Begin Supplied data

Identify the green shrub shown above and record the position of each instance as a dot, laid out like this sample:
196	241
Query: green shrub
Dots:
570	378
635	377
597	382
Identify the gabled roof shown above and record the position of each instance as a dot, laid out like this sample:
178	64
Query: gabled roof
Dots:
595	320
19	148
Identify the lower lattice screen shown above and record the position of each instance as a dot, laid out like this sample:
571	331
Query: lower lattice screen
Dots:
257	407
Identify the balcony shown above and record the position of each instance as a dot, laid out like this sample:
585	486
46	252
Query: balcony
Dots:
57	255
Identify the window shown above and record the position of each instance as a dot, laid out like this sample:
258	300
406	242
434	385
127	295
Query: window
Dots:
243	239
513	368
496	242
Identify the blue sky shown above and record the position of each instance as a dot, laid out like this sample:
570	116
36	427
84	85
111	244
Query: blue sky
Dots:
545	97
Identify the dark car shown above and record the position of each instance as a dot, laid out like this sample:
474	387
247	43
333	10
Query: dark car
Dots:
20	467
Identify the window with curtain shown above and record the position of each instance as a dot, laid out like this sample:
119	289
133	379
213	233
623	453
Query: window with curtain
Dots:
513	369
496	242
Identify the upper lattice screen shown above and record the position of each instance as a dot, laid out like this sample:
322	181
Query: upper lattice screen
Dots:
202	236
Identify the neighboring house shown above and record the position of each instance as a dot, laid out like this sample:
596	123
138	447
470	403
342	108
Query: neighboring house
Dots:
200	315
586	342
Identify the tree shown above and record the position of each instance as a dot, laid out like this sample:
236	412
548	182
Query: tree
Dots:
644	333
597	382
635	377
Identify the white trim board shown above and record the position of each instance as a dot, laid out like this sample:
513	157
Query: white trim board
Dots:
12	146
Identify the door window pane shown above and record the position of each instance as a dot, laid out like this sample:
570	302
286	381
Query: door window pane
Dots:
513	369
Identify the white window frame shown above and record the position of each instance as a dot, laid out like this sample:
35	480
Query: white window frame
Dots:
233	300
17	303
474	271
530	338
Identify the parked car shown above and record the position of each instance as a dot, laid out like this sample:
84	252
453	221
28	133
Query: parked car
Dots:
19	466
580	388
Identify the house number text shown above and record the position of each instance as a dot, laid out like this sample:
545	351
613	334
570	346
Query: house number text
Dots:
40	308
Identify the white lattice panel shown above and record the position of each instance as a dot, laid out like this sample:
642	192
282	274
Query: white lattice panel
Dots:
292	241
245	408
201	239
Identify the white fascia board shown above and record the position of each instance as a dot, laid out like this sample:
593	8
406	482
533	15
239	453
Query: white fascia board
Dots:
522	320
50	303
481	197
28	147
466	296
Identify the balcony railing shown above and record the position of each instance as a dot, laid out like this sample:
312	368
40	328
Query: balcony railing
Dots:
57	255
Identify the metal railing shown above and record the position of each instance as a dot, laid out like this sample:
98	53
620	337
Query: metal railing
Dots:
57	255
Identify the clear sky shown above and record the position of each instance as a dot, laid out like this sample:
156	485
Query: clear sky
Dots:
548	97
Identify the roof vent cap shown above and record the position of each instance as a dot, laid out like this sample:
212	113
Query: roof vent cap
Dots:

End Supplied data

- Written request: Rewrite all the records above, changing each "sample" to "example" and leaving everything else as it is.

- Expected output:
Identify the green shrub shown above and record the position of each instance as a dot, laid out like this example:
196	241
Query: green shrub
Dots:
570	378
635	377
597	382
Identify the gabled roof shown above and record the position of each instance as a dot, laid out like this example:
178	64
Query: gabled roof
Dots:
595	320
19	148
Identify the lower lattice screen shown above and record the position of each instance as a dot, laid out like this example:
571	331
Query: lower lattice screen
Dots:
257	407
Identify the balcony shown above and record the position of each instance as a dot, laid out like this example:
585	486
46	252
Query: balcony
Dots:
57	255
Identify the window shown above and record the position of each instance as a dot, laid out like this example:
258	300
406	242
434	385
127	295
Query: window
Dots:
243	239
513	368
496	242
Identify the blue sky shown above and record the position of each instance as a dot, laid out like this example:
570	116
36	427
84	85
111	244
Query: blue sky
Dots:
545	97
Identify the dark car shown above and record the position of each instance as a dot, laid out like this example:
474	387
247	43
333	10
Query: dark car
Dots:
20	467
Identify the window with curtain shown above and record the position of each instance as a dot, laid out like this example:
119	289
133	379
213	233
623	453
Query: window with curtain
Dots:
513	369
496	242
Identify the upper lattice screen shown above and record the position of each instance as a dot, laid out like this example:
322	181
Query: upper lattice screen
Dots:
202	236
Identify the neighboring house shown above and record the position of each instance as a dot, laid out like this example:
596	123
138	447
470	403
342	108
Query: neighboring house
Dots:
200	315
586	342
Identify the tree shown above and record the position of each instance as a dot, laid out like this example:
236	412
548	182
Query: tree
Dots:
644	333
597	382
635	377
Identify the white trim board shown above and record the position of each instance as a dot, laid out like this example:
513	157
Query: white trim board
Dots:
12	146
Identify the door window pane shown above and record the position of each instance as a dot, laid out like this example:
570	302
286	381
Query: door window pane
Dots:
513	369
Identify the white window frame shown above and record the position of each instance as a dot, laid out like this example:
35	480
Query: white window frame
Dots:
233	300
17	303
474	271
530	338
Identify the parked car shown above and record the position of each instance as a dot, laid out like this example:
84	252
453	221
28	133
Query: parked car
Dots:
19	466
580	388
Identify the house number text shown above and record the position of each instance as a dot, laid out like this example:
545	351
613	334
570	346
Query: house number text
Dots:
40	308
Identify the white lattice panel shown above and record the position of each instance as a dot, laid out like this example:
642	192
282	274
Query: white lattice panel
Dots:
292	241
245	408
201	239
Identify the white fascia board shown above and record the position of each instance as a dot, laid out like this example:
593	8
406	482
533	15
239	453
Query: white fascia board
Dots:
522	320
50	303
481	197
28	147
466	296
Identify the balcony railing shown above and record the position of each instance as a dot, laid out like this example:
312	368
40	328
Query: balcony railing
Dots:
57	255
Identify the metal railing shown above and record the position of each instance as a dot, laid out like this example:
98	53
620	337
Query: metal railing
Dots:
57	255
Identify the clear sky shown above and record the position of each instance as a dot, laid out like this example:
156	485
Query: clear sky
Dots:
548	97
Identify the roof vent cap shown above and record the position of each instance as a dot, laid out like this example:
212	113
Query: roof vent cap
Dots:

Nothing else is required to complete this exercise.